Start of Block

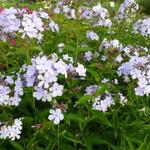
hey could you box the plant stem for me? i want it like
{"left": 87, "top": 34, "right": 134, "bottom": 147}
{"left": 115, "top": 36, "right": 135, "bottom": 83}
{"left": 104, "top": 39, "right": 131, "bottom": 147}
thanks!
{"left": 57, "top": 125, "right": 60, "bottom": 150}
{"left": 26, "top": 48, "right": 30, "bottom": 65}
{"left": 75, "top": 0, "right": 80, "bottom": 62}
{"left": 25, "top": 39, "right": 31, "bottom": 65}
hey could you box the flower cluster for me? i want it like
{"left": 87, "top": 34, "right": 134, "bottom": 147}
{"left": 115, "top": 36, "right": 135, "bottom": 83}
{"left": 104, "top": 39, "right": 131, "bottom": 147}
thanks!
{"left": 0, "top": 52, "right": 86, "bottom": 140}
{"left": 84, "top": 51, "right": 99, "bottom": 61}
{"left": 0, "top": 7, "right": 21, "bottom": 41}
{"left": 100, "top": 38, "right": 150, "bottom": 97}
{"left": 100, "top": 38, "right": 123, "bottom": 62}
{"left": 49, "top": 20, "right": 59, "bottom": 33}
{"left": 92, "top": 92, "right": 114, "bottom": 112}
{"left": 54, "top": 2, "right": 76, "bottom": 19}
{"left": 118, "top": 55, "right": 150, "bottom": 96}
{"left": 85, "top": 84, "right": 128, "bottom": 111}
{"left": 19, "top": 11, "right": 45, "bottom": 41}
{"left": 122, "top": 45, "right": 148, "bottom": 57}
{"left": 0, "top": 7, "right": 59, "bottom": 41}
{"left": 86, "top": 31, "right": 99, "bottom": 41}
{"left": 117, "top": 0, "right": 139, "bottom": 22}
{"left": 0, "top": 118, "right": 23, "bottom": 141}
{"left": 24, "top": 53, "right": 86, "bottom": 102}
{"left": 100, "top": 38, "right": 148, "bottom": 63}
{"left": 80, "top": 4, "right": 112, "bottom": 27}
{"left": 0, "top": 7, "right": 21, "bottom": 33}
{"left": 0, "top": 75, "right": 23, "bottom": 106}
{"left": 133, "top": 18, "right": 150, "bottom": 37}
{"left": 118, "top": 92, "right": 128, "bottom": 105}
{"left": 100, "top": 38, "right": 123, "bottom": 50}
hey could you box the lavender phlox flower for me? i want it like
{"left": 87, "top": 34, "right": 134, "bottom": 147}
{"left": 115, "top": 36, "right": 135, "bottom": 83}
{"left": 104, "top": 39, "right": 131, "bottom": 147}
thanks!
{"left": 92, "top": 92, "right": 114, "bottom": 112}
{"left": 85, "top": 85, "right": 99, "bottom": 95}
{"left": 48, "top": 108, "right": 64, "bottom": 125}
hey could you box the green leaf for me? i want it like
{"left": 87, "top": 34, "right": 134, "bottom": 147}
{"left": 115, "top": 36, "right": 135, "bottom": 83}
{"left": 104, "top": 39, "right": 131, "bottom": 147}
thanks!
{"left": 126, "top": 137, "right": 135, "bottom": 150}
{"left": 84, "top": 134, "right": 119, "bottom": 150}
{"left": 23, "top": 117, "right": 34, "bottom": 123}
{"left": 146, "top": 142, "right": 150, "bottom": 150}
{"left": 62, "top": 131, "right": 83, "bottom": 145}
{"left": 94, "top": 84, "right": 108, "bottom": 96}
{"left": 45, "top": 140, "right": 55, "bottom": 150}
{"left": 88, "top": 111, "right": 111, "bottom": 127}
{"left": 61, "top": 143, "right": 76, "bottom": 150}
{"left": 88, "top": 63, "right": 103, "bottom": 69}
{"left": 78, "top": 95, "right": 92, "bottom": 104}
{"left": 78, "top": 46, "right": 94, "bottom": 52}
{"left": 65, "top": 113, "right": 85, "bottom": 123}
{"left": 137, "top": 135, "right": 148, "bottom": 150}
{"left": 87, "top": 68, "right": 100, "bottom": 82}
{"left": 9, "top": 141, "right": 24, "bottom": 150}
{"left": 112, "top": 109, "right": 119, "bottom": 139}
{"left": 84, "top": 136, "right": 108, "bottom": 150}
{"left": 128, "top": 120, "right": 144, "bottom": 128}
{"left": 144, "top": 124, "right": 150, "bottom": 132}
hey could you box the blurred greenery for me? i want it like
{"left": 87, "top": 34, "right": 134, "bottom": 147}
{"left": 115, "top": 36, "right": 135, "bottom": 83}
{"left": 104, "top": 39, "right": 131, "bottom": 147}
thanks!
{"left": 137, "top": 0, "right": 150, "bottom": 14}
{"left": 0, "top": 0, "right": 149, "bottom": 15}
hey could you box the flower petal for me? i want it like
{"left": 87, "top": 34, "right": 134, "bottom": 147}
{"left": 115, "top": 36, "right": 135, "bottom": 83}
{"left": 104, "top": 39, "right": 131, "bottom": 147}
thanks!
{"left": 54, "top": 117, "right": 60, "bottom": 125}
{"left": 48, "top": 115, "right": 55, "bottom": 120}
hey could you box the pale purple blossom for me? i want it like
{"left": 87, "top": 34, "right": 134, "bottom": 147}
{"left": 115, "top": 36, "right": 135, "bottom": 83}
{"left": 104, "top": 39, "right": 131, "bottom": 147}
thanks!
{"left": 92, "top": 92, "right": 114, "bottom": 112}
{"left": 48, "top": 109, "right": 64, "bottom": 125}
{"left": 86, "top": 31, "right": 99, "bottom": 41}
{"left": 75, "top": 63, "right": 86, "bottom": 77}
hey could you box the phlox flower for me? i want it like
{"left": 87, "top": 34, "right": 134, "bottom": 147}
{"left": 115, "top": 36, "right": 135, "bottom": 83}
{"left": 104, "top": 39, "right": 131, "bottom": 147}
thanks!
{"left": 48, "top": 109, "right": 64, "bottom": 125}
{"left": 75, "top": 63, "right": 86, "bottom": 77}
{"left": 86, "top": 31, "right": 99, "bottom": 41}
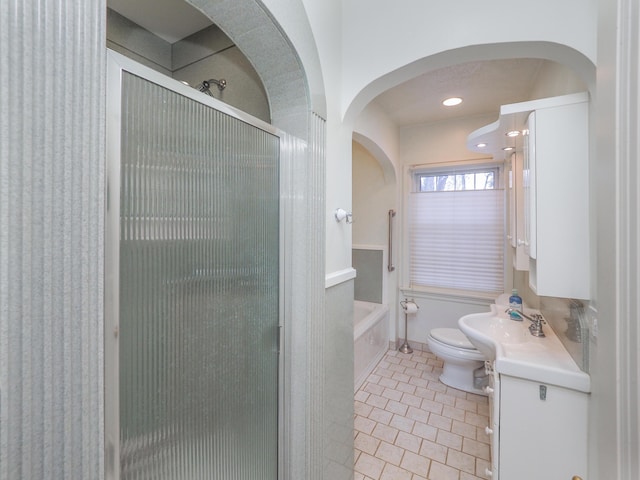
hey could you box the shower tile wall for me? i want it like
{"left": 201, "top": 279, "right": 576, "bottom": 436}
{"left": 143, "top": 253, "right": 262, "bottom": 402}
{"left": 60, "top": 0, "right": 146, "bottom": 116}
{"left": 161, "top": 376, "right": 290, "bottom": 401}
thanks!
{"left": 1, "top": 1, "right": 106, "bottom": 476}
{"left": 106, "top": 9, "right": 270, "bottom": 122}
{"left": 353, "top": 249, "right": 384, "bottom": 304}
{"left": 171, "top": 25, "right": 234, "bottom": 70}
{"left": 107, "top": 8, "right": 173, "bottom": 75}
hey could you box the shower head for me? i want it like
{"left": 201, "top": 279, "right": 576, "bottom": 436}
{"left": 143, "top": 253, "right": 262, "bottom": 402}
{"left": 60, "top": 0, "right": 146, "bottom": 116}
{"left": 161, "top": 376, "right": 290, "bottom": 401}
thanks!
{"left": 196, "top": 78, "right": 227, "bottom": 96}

End of Block

Task instructions: Only the lines containing "shower" are needed; copy each of them from the data.

Response box:
hey could you box the shower tile wall for me? i want it like
hey could you box the shower head for me? i want it like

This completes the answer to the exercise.